- _Entries taken from a collection_:
Start of Block
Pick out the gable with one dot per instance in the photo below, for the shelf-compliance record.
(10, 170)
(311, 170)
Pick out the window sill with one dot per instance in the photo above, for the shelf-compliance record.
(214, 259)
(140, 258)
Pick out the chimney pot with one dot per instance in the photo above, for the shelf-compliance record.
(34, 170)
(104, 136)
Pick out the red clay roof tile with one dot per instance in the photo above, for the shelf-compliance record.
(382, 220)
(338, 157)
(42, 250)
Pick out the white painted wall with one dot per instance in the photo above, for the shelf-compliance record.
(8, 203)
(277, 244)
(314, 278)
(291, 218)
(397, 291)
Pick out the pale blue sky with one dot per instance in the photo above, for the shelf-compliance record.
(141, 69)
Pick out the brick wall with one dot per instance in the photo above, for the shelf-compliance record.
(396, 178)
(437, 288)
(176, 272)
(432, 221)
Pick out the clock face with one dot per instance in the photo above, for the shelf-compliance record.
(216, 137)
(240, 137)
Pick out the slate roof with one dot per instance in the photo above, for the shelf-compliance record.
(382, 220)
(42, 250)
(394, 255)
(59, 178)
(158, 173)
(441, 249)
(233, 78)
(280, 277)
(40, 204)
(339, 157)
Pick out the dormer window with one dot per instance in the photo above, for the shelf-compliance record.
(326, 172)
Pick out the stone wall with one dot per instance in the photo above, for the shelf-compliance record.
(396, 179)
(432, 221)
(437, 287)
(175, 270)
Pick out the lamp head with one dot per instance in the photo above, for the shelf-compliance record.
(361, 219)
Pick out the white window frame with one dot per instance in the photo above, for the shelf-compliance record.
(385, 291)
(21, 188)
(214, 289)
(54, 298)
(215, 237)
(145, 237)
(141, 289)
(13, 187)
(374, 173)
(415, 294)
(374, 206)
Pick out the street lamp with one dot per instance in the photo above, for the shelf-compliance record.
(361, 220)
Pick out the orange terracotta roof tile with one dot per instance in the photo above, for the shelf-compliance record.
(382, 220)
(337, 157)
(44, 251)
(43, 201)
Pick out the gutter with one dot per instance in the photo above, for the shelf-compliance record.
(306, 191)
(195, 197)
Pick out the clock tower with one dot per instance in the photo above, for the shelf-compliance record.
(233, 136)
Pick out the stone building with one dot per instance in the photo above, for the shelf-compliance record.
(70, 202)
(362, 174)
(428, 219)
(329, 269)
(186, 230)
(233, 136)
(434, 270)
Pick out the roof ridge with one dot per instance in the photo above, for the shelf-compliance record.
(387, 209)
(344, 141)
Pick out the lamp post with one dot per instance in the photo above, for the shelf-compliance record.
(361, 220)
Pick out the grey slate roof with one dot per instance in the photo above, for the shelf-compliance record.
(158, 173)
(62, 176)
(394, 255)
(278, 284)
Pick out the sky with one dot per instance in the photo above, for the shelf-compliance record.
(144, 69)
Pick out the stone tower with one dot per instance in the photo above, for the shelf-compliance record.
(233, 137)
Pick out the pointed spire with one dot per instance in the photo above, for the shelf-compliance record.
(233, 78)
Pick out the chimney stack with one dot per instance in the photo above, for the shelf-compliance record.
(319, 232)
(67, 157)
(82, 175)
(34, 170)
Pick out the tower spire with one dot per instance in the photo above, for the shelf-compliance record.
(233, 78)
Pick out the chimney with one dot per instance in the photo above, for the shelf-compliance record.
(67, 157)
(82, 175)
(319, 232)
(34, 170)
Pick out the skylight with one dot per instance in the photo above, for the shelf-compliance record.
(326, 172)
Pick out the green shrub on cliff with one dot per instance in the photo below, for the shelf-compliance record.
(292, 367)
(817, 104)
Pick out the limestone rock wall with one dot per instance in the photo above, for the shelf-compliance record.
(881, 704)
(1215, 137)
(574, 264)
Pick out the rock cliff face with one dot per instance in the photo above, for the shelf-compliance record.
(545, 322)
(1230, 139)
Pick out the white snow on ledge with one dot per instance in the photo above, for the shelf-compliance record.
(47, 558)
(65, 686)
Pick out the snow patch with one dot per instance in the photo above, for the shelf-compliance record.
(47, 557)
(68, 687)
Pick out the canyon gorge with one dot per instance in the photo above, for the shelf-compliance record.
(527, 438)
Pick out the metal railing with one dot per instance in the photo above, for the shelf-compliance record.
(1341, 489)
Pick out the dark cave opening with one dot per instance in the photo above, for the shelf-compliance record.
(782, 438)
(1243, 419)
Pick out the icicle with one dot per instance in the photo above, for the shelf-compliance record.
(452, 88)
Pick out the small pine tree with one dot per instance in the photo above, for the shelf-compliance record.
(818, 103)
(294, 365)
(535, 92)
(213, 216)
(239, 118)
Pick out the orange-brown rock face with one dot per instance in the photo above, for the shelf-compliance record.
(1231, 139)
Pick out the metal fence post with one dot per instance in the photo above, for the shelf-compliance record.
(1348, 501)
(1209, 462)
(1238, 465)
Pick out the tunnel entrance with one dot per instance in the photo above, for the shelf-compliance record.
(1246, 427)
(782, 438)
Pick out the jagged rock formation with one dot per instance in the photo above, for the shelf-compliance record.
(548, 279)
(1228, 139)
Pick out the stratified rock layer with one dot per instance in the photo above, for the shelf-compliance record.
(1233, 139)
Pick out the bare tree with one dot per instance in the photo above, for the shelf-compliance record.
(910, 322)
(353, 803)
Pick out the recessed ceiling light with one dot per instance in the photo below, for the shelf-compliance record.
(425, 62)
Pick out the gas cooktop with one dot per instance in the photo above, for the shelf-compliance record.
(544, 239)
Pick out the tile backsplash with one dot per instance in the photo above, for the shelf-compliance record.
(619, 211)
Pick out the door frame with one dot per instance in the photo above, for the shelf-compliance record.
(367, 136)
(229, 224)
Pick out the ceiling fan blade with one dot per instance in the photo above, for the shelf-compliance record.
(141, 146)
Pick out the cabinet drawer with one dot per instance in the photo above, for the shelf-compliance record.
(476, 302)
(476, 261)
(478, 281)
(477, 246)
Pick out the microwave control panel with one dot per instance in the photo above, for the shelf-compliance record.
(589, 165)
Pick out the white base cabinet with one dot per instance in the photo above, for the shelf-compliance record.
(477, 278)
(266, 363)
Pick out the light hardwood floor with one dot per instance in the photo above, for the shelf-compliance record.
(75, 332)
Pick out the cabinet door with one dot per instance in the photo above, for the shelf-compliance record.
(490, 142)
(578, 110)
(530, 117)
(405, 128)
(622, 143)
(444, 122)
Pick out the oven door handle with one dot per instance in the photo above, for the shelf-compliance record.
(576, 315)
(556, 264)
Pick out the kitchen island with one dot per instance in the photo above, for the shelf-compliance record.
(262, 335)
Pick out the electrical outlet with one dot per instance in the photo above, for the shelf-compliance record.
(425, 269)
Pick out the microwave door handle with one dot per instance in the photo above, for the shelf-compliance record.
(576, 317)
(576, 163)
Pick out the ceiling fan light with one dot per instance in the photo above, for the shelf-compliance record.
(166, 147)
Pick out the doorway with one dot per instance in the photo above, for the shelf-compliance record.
End of Block
- _Exercise_: Write the records out once more, exactly as shown.

- _Result for this task_:
Pick out the gable with one dot per instance in the photo below, for the shelf-compliance record.
(10, 170)
(311, 170)
Pick out the window sill with one dot per instance in the photo above, for the shelf-compliance record.
(214, 259)
(140, 258)
Pick out the chimney pot with one dot per instance in the photo above, for the shelf-compliance record.
(34, 170)
(104, 136)
Pick out the red clay roof tile with one dot per instance in the photo above, for the shelf-compliance record.
(382, 220)
(338, 157)
(42, 250)
Pick out the white painted wall with one dot per instance in the photo above, for the shelf-compliance record.
(8, 203)
(277, 244)
(314, 278)
(291, 218)
(397, 291)
Pick out the pale blue sky with one dot per instance in the photo above, for the shelf-compliance record.
(141, 69)
Pick out the brick wall with one dot per instance in the photo above, for the shelf-compliance record.
(396, 178)
(437, 288)
(176, 272)
(432, 221)
Pick out the clock face with one dot per instance in the photo above, for the shelf-compliance record.
(216, 137)
(240, 137)
Pick out the slate roof with one dot per instance in the photo above, for the shelf-compliance record.
(382, 220)
(42, 250)
(394, 255)
(59, 178)
(158, 173)
(441, 249)
(233, 78)
(280, 277)
(40, 204)
(339, 157)
Pick out the dormer window with one dot per instance in the photo above, for the shelf-compliance record.
(326, 172)
Pick out the stone wall with one dot per instance in the photo above, for the shelf-compliance record.
(396, 179)
(432, 221)
(437, 287)
(175, 270)
Pick out the lamp head with one dot per instance in the photo above, for the shelf-compliance record.
(361, 219)
Pick out the white window frame with one dot per instance in the photo above, for the shelf-compliance record.
(385, 291)
(21, 188)
(214, 289)
(54, 298)
(215, 237)
(145, 237)
(141, 289)
(13, 187)
(374, 173)
(415, 294)
(374, 206)
Pick out the street lamp with one dot per instance in the photo above, for the shelf-compliance record.
(361, 220)
Pick out the orange terracotta roof tile with one dot per instance in the photo above, for the shelf-compliance record.
(382, 220)
(337, 157)
(44, 251)
(43, 201)
Pick out the gutter with one dot per instance in the photo above, for the shelf-compliance record.
(306, 191)
(195, 197)
Pick out the clock tower with one dot per instance in the photo above, for the shelf-compliance record.
(233, 136)
Pick out the stone building with one dot per instance in the photo above, for the shelf-compliance record.
(70, 202)
(362, 174)
(428, 219)
(329, 269)
(186, 230)
(233, 136)
(434, 270)
Pick out the roof ridge with one dot per instance in the photo above, for the shelf-compliance record.
(387, 209)
(344, 141)
Pick out the lamp post with one dot per instance in the photo above, for the shelf-compliance record.
(361, 220)
Pick out the grey slate roof with one dot per instance in the photo above, for the shelf-compliance record.
(158, 173)
(62, 176)
(394, 255)
(278, 284)
Pick out the sky with one dot per instance in the photo above, for the shelf-compliance record.
(144, 69)
Pick out the stone tower with one dot per instance in the photo above, for the shelf-compliance record.
(233, 137)
Pick out the pointed spire with one dot per instance in the photo above, for the shelf-compliance record.
(233, 78)
Pick out the chimney stack with one dot per instance in the photo above, for the shelf-compliance record.
(319, 232)
(67, 157)
(82, 175)
(34, 170)
Pick out the tower spire with one dot per instance in the photo above, for the shelf-compliance record.
(233, 78)
Pick out the chimney with one dot per instance in the photo above, for the shelf-compliance record.
(67, 157)
(82, 175)
(319, 232)
(34, 170)
Pick out the skylight with one dot per instance in the photo above, for the shelf-compliance record.
(326, 172)
Pick out the green shrub on cliff with one dot per instance in the photo below, for the shelf-compliance record.
(292, 367)
(817, 104)
Pick out the limestone rock wall with one dot per instance in the photo above, for the shelf-compliance record.
(881, 704)
(1215, 137)
(574, 264)
Pick out the rock cliff face with one dot per instance in the photo above, for the shelf-compliance record.
(545, 322)
(1230, 139)
Pick out the white snow on ledge with one dot per instance in the photo above, for the shelf-compliance record.
(47, 558)
(65, 686)
Pick out the snow patch with one dot per instance in the photo above, for the shelf-compliance record.
(47, 557)
(68, 687)
Pick out the canyon gorge with one dot per instance in the photo above, for the shelf-compliance record.
(527, 438)
Pick out the metal railing with one dot per instance in the photo above, for the shelf-compliance record.
(1341, 489)
Pick out the dark cave opening with one dot per instance in the photo above, for the shelf-compliance record.
(782, 438)
(1243, 419)
Pick out the icicle with one dot per instance in the photo above, for the shelf-compliance record.
(452, 88)
Pick out the small pine tree with one dot per instance in the photo above, for the shelf-compliance record.
(818, 103)
(294, 365)
(535, 92)
(213, 216)
(239, 118)
Pick out the orange-brown rock face with one dot per instance in the photo above, for the shelf-compliance record.
(1231, 139)
Pick out the metal fence post with one dot per instance in the photo above, for the shelf-compliance record.
(1348, 501)
(1209, 462)
(1238, 465)
Pick out the tunnel entrance with one dot per instance in the photo above, for the shelf-compliance record.
(1246, 427)
(782, 438)
Pick out the jagged rock formation with one dot per instance in the photo above, for the shelf-compliance record.
(548, 279)
(1228, 139)
Pick out the stratified rock layer with one dot per instance in the photo above, for the shelf-compliance record.
(1233, 139)
Pick out the bare tree with one dot per instance in the photo above, for the shelf-compliance record.
(910, 322)
(353, 803)
Pick out the recessed ceiling light with one dot per instance in the photo below, for the shelf-compliance record.
(425, 62)
Pick out the gas cooktop with one dot per instance in the photo above, for the shelf-compliance record.
(544, 239)
Pick out the tile backsplash with one dot per instance in the photo above, for the shelf-compliance record.
(619, 211)
Pick out the door frame with one dot per instance in the photo above, for the shelf-compliance record.
(367, 136)
(229, 224)
Pick out the ceiling fan blade with one dot per instance in the photo above, for the shelf-compliance record.
(141, 146)
Pick out the cabinet drawer with one dot per instance in the photo above, for the shelf-compliance record.
(476, 302)
(476, 261)
(478, 281)
(477, 246)
Pick out the microwave control panel with one dot per instance in the photo above, for the shelf-compliance record.
(589, 165)
Pick out the white base cabinet with one dot per instance in the photo above, for the shelf-compliance record.
(477, 278)
(266, 363)
Pick out the light hardwood floor with one dot per instance in the photo above, for the shelf-compliance record.
(75, 332)
Pick out the cabinet door with one dot per instance in the photo above, for the shelf-compliance record.
(490, 142)
(578, 110)
(530, 117)
(405, 128)
(622, 143)
(444, 122)
Pick out the oven door handle with one dot per instance in the photo above, for the shelf-compliance record.
(576, 315)
(556, 264)
Pick out the kitchen island with one dot per instance in the photo above, for the shelf-compliance record.
(262, 335)
Pick out the electrical outlet with one dot per instance in the photo above, for the shelf-compliance record.
(425, 269)
Pick out the microwave door handle with one dot per instance in the photo above, for the shelf-compliance record.
(576, 317)
(576, 163)
Pick out the ceiling fan light with one dot per instance in the photo above, for the shelf-compliance record.
(166, 147)
Pick out the doorway with one dot per instance in the photo above, for the shelf-compliance record.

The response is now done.